Request. Repeat the lines that follow, leaving nothing out.

Material.
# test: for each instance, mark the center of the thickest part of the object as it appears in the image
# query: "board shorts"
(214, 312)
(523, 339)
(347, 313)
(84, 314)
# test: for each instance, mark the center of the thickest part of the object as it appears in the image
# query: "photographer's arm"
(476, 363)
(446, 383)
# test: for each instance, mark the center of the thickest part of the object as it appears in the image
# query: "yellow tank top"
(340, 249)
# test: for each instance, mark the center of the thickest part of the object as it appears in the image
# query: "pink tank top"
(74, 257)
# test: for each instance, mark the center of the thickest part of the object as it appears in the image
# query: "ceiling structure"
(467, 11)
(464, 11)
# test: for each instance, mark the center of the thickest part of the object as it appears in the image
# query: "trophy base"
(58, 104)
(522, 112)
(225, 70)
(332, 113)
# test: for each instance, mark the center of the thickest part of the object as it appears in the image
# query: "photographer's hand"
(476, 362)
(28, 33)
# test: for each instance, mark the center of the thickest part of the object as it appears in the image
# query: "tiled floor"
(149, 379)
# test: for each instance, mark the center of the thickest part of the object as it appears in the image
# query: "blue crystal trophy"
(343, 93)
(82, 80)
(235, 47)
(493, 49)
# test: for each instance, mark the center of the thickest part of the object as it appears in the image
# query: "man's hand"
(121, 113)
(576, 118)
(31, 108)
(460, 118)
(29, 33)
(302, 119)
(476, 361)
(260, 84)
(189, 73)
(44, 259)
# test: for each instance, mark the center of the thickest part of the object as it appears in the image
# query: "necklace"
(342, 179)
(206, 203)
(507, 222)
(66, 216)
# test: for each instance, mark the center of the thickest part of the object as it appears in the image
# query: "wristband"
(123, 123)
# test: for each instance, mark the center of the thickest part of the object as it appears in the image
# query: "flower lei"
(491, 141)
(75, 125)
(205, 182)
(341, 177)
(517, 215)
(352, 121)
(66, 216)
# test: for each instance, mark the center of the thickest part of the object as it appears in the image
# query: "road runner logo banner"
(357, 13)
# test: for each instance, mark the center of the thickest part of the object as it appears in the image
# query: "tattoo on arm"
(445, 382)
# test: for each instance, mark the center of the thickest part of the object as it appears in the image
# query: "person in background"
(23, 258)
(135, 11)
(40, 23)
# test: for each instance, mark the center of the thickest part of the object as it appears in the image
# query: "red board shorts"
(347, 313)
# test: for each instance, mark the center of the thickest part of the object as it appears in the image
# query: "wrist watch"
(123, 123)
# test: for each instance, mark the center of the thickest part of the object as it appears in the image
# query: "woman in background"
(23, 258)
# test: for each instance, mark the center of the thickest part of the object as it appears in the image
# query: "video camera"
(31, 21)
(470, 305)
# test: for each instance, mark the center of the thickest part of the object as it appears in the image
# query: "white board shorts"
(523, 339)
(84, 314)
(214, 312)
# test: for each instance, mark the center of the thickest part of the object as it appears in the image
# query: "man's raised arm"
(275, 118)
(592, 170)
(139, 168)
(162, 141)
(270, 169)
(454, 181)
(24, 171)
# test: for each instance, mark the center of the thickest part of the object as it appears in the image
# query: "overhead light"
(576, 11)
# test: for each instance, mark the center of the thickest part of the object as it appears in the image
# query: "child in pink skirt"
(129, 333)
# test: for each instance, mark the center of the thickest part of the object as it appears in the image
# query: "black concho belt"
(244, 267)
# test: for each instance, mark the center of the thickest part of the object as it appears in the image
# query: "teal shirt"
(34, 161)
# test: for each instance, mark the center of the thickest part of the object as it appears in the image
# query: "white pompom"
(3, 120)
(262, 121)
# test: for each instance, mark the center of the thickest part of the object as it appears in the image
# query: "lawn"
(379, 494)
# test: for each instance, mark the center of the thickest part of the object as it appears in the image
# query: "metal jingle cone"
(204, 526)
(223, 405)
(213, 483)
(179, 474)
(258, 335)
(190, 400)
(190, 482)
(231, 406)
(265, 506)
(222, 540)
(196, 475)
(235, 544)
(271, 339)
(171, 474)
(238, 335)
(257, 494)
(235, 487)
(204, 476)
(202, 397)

Exercise answer.
# test: for each instance, mark the center of the thickest part of the object as it appears in the image
# query: "board shorts"
(214, 312)
(523, 339)
(347, 313)
(84, 314)
# test: for each instance, mark the center of the thickest part of the object as it appears in the image
# query: "photographer's arm"
(476, 363)
(446, 383)
# test: for each instance, mark the center of the thickest part of the object as it appears in the image
# query: "yellow tank top"
(340, 249)
# test: for each instance, mark the center of the thickest part of the object as it appears in the image
# query: "pink tank top"
(74, 257)
# test: for each instance, mark the center of the thickest part of the object as it appears in the image
# query: "ceiling structure"
(467, 11)
(464, 11)
# test: for each instance, mark the center of the thickest part of the object as it appears in the image
# query: "trophy base"
(58, 104)
(522, 112)
(225, 70)
(332, 113)
# test: for each instance, mark the center of the thickest part of the object as it appears in the image
# query: "photographer's hand"
(476, 362)
(28, 33)
# test: for each instance, mark the center of the thickest part of the object as it appears in the image
# query: "tiled floor"
(149, 379)
# test: for each instance, mark the center of the thickest part of the object as it appears in the image
# query: "blue crystal trophy"
(343, 93)
(82, 80)
(235, 47)
(493, 49)
# test: for each instance, mark the center of the thickest part of the object as it appears in the image
# query: "man's hand"
(121, 113)
(576, 118)
(31, 108)
(460, 118)
(29, 33)
(302, 119)
(476, 361)
(260, 84)
(189, 73)
(44, 259)
# test: for each instance, mark the center of the thickest part of the object as it appears in the image
# query: "necklace"
(342, 179)
(206, 203)
(507, 222)
(66, 216)
# test: for each instance, mark the center of the thickest part of the object as it appears in the image
# query: "wristband"
(123, 123)
# test: for each instance, mark the center of the thickest part of the object as it appears in the image
# query: "flower lei"
(491, 141)
(75, 125)
(205, 182)
(341, 177)
(517, 215)
(352, 121)
(66, 216)
# test: for each instance, mark the center of the thickest part of the object as it appears in the image
# query: "road runner logo banner"
(357, 13)
# test: for each instance, mark the center of the thickest part of the object as it appears in the image
# query: "tattoo on arm"
(445, 382)
# test: for each instance, mark the center of the thickest part of the object as it appears in the image
# query: "person in background"
(23, 258)
(135, 11)
(40, 23)
# test: for each instance, mark the center of the thickest part of the object as it appears in the image
# query: "red board shorts"
(347, 313)
# test: for each instance, mark the center of the thickest part of the object as it appears in the image
# query: "wrist watch"
(123, 123)
# test: for each instance, mark the center of the thickest part of the object as it appears in the image
# query: "woman in background"
(23, 258)
# test: for each instance, mark the center of the thickest part of the object as it appears in the image
# query: "video camera"
(31, 21)
(470, 305)
# test: for each instance, mark the center of the thickest part of the object as it appears in the image
# query: "white board shorts"
(523, 339)
(84, 314)
(214, 312)
# test: for each instance, mark the center of the thickest part of the object as it appears in the image
# query: "man's raised arm"
(275, 118)
(592, 170)
(139, 168)
(162, 141)
(270, 169)
(454, 181)
(24, 171)
# test: for each instance, mark the center of the thickest part of the object as it appears in the image
# query: "overhead light"
(576, 11)
# test: for each instance, mark the center of the thickest part of the object as it appears in the image
# query: "child in pink skirt"
(129, 333)
# test: for each instance, mark the center of the thickest part of the object as it appears in the image
# query: "black concho belt"
(244, 267)
# test: for each instance, mark the center of the thickest part of the object as it appears in the image
# query: "teal shirt"
(34, 161)
# test: for each instance, mark the center of the thickest part of the object as it appears in the image
# query: "white pompom"
(3, 120)
(262, 121)
# test: for each instance, mark the center of the thickest part of the object as it appears in the image
# query: "lawn"
(379, 494)
# test: for each instance, mark the center of the thickest part of the object as it appears in the image
# query: "metal jingle cone"
(204, 526)
(223, 405)
(213, 483)
(179, 474)
(258, 335)
(190, 400)
(190, 482)
(231, 406)
(265, 506)
(222, 540)
(196, 475)
(235, 544)
(271, 339)
(171, 474)
(238, 335)
(257, 494)
(235, 487)
(204, 476)
(202, 397)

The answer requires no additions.